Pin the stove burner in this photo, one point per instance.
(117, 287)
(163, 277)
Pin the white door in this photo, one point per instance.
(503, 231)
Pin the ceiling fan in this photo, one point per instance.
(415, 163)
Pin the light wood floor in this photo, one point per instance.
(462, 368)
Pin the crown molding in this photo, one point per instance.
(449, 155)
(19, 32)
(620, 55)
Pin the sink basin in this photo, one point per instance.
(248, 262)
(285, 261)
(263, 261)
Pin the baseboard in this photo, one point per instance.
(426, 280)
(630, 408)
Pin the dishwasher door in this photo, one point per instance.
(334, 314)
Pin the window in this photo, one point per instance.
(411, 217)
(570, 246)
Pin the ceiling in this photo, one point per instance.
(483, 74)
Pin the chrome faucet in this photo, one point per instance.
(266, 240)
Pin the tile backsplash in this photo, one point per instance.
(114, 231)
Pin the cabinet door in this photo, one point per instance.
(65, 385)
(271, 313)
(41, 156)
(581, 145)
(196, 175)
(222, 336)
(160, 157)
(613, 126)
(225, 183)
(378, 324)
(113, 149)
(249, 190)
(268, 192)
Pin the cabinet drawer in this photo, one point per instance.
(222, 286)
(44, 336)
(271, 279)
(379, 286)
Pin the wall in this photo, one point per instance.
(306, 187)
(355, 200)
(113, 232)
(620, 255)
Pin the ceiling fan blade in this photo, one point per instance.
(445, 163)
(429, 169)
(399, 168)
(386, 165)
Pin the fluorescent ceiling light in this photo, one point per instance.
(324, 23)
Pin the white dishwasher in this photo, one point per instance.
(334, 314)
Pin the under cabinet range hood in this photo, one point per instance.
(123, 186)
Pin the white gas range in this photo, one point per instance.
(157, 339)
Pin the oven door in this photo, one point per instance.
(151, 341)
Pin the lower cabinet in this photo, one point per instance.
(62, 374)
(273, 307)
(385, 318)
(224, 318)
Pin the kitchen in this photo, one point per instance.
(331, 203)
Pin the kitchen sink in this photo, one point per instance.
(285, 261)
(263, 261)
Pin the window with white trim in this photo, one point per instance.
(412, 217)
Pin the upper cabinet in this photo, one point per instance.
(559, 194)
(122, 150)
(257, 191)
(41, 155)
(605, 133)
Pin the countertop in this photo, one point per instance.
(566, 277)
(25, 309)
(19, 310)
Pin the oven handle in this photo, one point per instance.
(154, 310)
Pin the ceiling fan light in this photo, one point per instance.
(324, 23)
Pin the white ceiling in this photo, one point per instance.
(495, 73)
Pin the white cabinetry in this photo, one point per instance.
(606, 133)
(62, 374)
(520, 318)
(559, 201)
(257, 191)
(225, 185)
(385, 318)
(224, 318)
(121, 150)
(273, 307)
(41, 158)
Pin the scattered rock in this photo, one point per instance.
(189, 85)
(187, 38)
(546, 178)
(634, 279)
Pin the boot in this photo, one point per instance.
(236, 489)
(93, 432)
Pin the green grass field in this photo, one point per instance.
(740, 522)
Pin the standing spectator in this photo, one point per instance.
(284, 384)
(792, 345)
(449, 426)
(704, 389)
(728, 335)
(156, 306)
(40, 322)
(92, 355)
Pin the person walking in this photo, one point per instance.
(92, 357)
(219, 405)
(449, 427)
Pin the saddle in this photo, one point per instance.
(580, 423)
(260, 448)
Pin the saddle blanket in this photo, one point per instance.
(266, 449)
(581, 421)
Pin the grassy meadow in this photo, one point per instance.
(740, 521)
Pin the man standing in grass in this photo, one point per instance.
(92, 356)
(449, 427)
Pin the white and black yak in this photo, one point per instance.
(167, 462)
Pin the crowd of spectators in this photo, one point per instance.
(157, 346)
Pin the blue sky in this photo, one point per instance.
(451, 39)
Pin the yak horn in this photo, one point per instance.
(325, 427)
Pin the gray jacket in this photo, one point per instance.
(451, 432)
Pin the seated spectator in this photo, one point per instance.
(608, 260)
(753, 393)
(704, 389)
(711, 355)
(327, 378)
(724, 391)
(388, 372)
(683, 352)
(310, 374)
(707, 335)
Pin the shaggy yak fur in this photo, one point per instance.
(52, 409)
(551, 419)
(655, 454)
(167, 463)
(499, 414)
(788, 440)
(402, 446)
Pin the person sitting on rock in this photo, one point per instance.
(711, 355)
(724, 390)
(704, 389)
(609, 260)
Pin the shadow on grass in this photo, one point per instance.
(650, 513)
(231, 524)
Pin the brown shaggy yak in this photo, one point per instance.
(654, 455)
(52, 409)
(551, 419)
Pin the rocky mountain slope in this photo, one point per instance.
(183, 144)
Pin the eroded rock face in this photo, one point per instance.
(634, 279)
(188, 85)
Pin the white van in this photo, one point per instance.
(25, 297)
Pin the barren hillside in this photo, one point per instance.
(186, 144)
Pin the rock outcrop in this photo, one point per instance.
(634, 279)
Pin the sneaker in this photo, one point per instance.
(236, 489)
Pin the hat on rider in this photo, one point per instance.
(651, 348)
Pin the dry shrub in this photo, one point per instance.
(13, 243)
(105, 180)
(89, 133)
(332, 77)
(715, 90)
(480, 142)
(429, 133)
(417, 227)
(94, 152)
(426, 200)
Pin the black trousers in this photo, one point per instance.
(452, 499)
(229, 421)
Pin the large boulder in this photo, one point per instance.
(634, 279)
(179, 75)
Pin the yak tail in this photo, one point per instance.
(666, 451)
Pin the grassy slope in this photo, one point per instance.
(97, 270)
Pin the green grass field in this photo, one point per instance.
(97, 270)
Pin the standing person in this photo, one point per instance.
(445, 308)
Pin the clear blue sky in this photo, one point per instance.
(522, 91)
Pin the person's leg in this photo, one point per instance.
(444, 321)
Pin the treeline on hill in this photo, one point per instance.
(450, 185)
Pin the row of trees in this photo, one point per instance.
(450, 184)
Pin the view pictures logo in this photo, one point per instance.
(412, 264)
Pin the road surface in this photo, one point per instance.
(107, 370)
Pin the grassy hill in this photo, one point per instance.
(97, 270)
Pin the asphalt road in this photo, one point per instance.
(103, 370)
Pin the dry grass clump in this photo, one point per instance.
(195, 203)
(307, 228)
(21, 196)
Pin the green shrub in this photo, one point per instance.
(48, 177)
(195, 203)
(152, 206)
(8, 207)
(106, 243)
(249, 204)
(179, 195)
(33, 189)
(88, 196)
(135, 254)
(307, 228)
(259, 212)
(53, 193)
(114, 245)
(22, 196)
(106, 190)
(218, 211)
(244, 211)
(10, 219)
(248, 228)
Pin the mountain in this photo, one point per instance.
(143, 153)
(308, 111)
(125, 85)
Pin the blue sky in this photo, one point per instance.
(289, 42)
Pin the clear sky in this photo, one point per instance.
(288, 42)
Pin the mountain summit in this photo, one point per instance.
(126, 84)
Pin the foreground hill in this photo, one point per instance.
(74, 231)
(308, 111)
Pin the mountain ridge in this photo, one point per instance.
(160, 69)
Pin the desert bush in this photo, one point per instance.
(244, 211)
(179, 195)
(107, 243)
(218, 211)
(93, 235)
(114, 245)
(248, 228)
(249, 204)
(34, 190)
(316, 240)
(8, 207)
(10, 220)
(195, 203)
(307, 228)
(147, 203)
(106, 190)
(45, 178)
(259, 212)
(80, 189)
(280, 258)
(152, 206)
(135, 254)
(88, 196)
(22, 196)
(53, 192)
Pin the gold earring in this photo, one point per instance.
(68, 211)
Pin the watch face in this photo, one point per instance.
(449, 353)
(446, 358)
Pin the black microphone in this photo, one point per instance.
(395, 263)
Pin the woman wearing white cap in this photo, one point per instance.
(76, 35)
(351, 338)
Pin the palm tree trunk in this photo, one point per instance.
********
• [Task]:
Put each line of the data above into a JSON list of strings, one string per line, and skip any blank lines.

• [Response to the exercise]:
[
  "Pin the stove burner in this photo, one point per instance.",
  "(117, 287)",
  "(163, 277)",
  "Pin the white door in this photo, one point per instance.",
  "(503, 231)",
  "Pin the ceiling fan in this photo, one point per instance.",
  "(415, 163)",
  "Pin the light wood floor in this photo, one point per instance.",
  "(462, 368)",
  "Pin the crown molding in this photo, one point per instance.",
  "(449, 155)",
  "(19, 32)",
  "(620, 55)",
  "Pin the sink basin in this photo, one point per instance.",
  "(248, 262)",
  "(285, 261)",
  "(263, 261)",
  "Pin the baseboard in this photo, one point per instance.",
  "(426, 280)",
  "(630, 408)",
  "Pin the dishwasher door in this photo, one point per instance.",
  "(334, 314)",
  "Pin the window in this photo, one point per instance.",
  "(411, 217)",
  "(570, 246)",
  "Pin the ceiling in this photo, one point per instance.",
  "(483, 74)",
  "Pin the chrome faucet in this photo, one point per instance.",
  "(266, 240)",
  "Pin the tile backsplash in this photo, one point per instance.",
  "(114, 231)",
  "Pin the cabinet door in this photo, one point per instance.",
  "(65, 385)",
  "(271, 313)",
  "(41, 156)",
  "(581, 145)",
  "(196, 175)",
  "(222, 336)",
  "(160, 157)",
  "(613, 126)",
  "(225, 183)",
  "(378, 324)",
  "(113, 149)",
  "(249, 190)",
  "(268, 192)",
  "Pin the cabinet drawer in this photo, one point per instance.",
  "(222, 286)",
  "(44, 336)",
  "(271, 279)",
  "(379, 286)",
  "Pin the wall in this photo, one point per instance.",
  "(306, 187)",
  "(355, 200)",
  "(113, 232)",
  "(620, 255)",
  "Pin the ceiling fan blade in this photo, one point per instance.",
  "(445, 163)",
  "(429, 169)",
  "(399, 168)",
  "(386, 165)",
  "Pin the fluorescent ceiling light in this photo, one point per instance.",
  "(324, 23)",
  "Pin the white dishwasher in this photo, one point per instance.",
  "(334, 314)",
  "Pin the under cabinet range hood in this photo, one point per instance.",
  "(123, 186)",
  "Pin the white gas range in this photo, one point per instance.",
  "(157, 339)",
  "Pin the oven door in this photo, one point per instance.",
  "(151, 341)",
  "Pin the lower cabinet in this photo, one point per instance.",
  "(62, 374)",
  "(273, 307)",
  "(385, 318)",
  "(224, 318)",
  "Pin the kitchen in this photo, one point per instance.",
  "(331, 203)",
  "Pin the kitchen sink in this photo, one point per instance.",
  "(285, 261)",
  "(263, 261)",
  "Pin the window with white trim in this photo, one point per instance.",
  "(412, 217)",
  "Pin the upper cabinet in this photo, one point per instance.",
  "(559, 194)",
  "(122, 150)",
  "(257, 191)",
  "(41, 155)",
  "(605, 133)",
  "Pin the countertop in this photo, one point per instance.",
  "(566, 277)",
  "(25, 309)",
  "(19, 310)",
  "Pin the oven handle in this photo, one point per instance.",
  "(154, 310)",
  "Pin the ceiling fan light in this photo, one point per instance.",
  "(324, 23)",
  "Pin the white ceiling in this photo, one point per instance.",
  "(495, 73)",
  "Pin the white cabinetry in this photo, one point per instance.",
  "(606, 133)",
  "(62, 374)",
  "(520, 318)",
  "(559, 201)",
  "(257, 191)",
  "(225, 185)",
  "(385, 318)",
  "(224, 318)",
  "(121, 150)",
  "(273, 307)",
  "(41, 158)",
  "Pin the scattered rock in this photo, one point per instance.",
  "(189, 85)",
  "(187, 38)",
  "(546, 178)",
  "(634, 279)",
  "Pin the boot in this photo, one point per instance.",
  "(236, 489)",
  "(93, 432)",
  "Pin the green grass field in this photo, one point per instance.",
  "(740, 522)",
  "Pin the standing spectator in this photo, one point per instance.",
  "(284, 384)",
  "(792, 345)",
  "(449, 426)",
  "(704, 389)",
  "(728, 335)",
  "(156, 306)",
  "(40, 322)",
  "(92, 355)",
  "Pin the person walking in this photo, one point per instance.",
  "(92, 357)",
  "(219, 405)",
  "(449, 427)",
  "Pin the saddle in this photo, one point per instance.",
  "(580, 423)",
  "(260, 448)",
  "Pin the saddle blanket in this photo, one point per instance.",
  "(266, 449)",
  "(581, 421)",
  "Pin the grassy meadow in this photo, one point per instance.",
  "(740, 521)",
  "Pin the man standing in grass in this photo, one point per instance.",
  "(92, 356)",
  "(449, 427)",
  "Pin the white and black yak in this photo, one point per instance.",
  "(167, 462)",
  "Pin the crowd of spectators in this photo, one point per instance.",
  "(157, 346)",
  "Pin the blue sky in this photo, one point per instance.",
  "(451, 39)",
  "Pin the yak horn in this photo, one point per instance.",
  "(325, 427)",
  "Pin the gray jacket in this photo, one point per instance.",
  "(451, 432)",
  "Pin the seated spectator in this photo, one point per instance.",
  "(608, 260)",
  "(753, 393)",
  "(704, 389)",
  "(711, 355)",
  "(327, 378)",
  "(724, 391)",
  "(388, 372)",
  "(683, 352)",
  "(310, 374)",
  "(707, 335)",
  "Pin the shaggy yak fur in this photo, one point per instance.",
  "(52, 409)",
  "(551, 419)",
  "(655, 454)",
  "(167, 463)",
  "(499, 414)",
  "(788, 440)",
  "(402, 446)",
  "Pin the person sitting on rock in this photo, one point per instance.",
  "(711, 355)",
  "(724, 390)",
  "(704, 389)",
  "(609, 260)",
  "Pin the shadow on grass in this photo, one point per instance.",
  "(650, 513)",
  "(231, 524)",
  "Pin the brown shaggy yak in this photo, one point per instance.",
  "(654, 455)",
  "(52, 409)",
  "(551, 419)",
  "Pin the rocky mountain slope in this photo, one point per instance.",
  "(183, 144)",
  "Pin the eroded rock face in this photo, one point per instance.",
  "(634, 279)",
  "(188, 85)",
  "Pin the white van in this photo, one point per instance.",
  "(25, 297)",
  "Pin the barren hillside in this photo, one point per instance.",
  "(186, 144)",
  "Pin the rock outcrop in this photo, one point per instance.",
  "(634, 279)",
  "Pin the sneaker in this photo, one point per instance.",
  "(236, 489)",
  "Pin the hat on rider in this photo, one point per instance.",
  "(651, 348)",
  "Pin the dry shrub in this photo, one point per instance.",
  "(13, 243)",
  "(105, 180)",
  "(89, 133)",
  "(332, 77)",
  "(715, 90)",
  "(480, 142)",
  "(429, 133)",
  "(417, 227)",
  "(94, 152)",
  "(426, 200)",
  "Pin the black trousers in this photo, one point per instance.",
  "(452, 499)",
  "(229, 421)",
  "Pin the large boulder in this photo, one point per instance.",
  "(634, 279)",
  "(179, 75)",
  "Pin the yak tail in this photo, one point per instance.",
  "(666, 451)",
  "Pin the grassy slope in this photo, one point per instance.",
  "(97, 270)",
  "Pin the green grass field in this photo, one point per instance.",
  "(97, 270)",
  "Pin the standing person in this photo, one point per instance.",
  "(445, 308)",
  "Pin the clear blue sky in this photo, one point per instance.",
  "(522, 91)",
  "Pin the person's leg in this photo, one point per instance.",
  "(444, 321)",
  "Pin the treeline on hill in this photo, one point per instance.",
  "(450, 185)",
  "Pin the row of trees in this photo, one point per instance.",
  "(450, 184)",
  "Pin the view pictures logo in this photo, one point per instance.",
  "(412, 264)",
  "Pin the road surface in this photo, one point per instance.",
  "(107, 370)",
  "Pin the grassy hill in this photo, one point per instance.",
  "(97, 270)",
  "Pin the asphalt road in this photo, one point per instance.",
  "(103, 370)",
  "Pin the dry grass clump in this photo, one point per instance.",
  "(195, 203)",
  "(307, 228)",
  "(21, 196)",
  "Pin the green shrub in this photo, one point per instance.",
  "(48, 177)",
  "(195, 203)",
  "(152, 206)",
  "(8, 207)",
  "(106, 243)",
  "(249, 204)",
  "(179, 195)",
  "(33, 189)",
  "(88, 196)",
  "(135, 254)",
  "(307, 228)",
  "(259, 212)",
  "(53, 193)",
  "(114, 245)",
  "(22, 196)",
  "(106, 190)",
  "(218, 211)",
  "(244, 211)",
  "(10, 219)",
  "(248, 228)",
  "Pin the mountain in this photo, one point per instance.",
  "(143, 153)",
  "(308, 111)",
  "(125, 85)",
  "Pin the blue sky in this photo, one point per instance.",
  "(289, 42)",
  "Pin the clear sky in this photo, one point per instance.",
  "(288, 42)",
  "Pin the mountain summit in this photo, one point per instance.",
  "(126, 84)",
  "Pin the foreground hill in this photo, one point per instance.",
  "(74, 231)",
  "(308, 111)",
  "Pin the mountain ridge in this photo, one point per instance.",
  "(160, 69)",
  "Pin the desert bush in this photo, one point per instance.",
  "(244, 211)",
  "(179, 195)",
  "(107, 243)",
  "(218, 211)",
  "(93, 235)",
  "(114, 245)",
  "(248, 228)",
  "(249, 204)",
  "(34, 190)",
  "(316, 240)",
  "(8, 207)",
  "(10, 220)",
  "(195, 203)",
  "(307, 228)",
  "(147, 203)",
  "(106, 190)",
  "(45, 178)",
  "(259, 212)",
  "(80, 189)",
  "(280, 258)",
  "(152, 206)",
  "(135, 254)",
  "(88, 196)",
  "(22, 196)",
  "(53, 192)",
  "Pin the gold earring in this photo, one point per instance.",
  "(68, 211)",
  "Pin the watch face in this photo, one point per instance.",
  "(449, 353)",
  "(446, 358)",
  "Pin the black microphone in this photo, one point per instance.",
  "(395, 263)",
  "Pin the woman wearing white cap in this photo, one point per instance.",
  "(76, 35)",
  "(351, 338)",
  "Pin the palm tree trunk in this photo, one point per instance."
]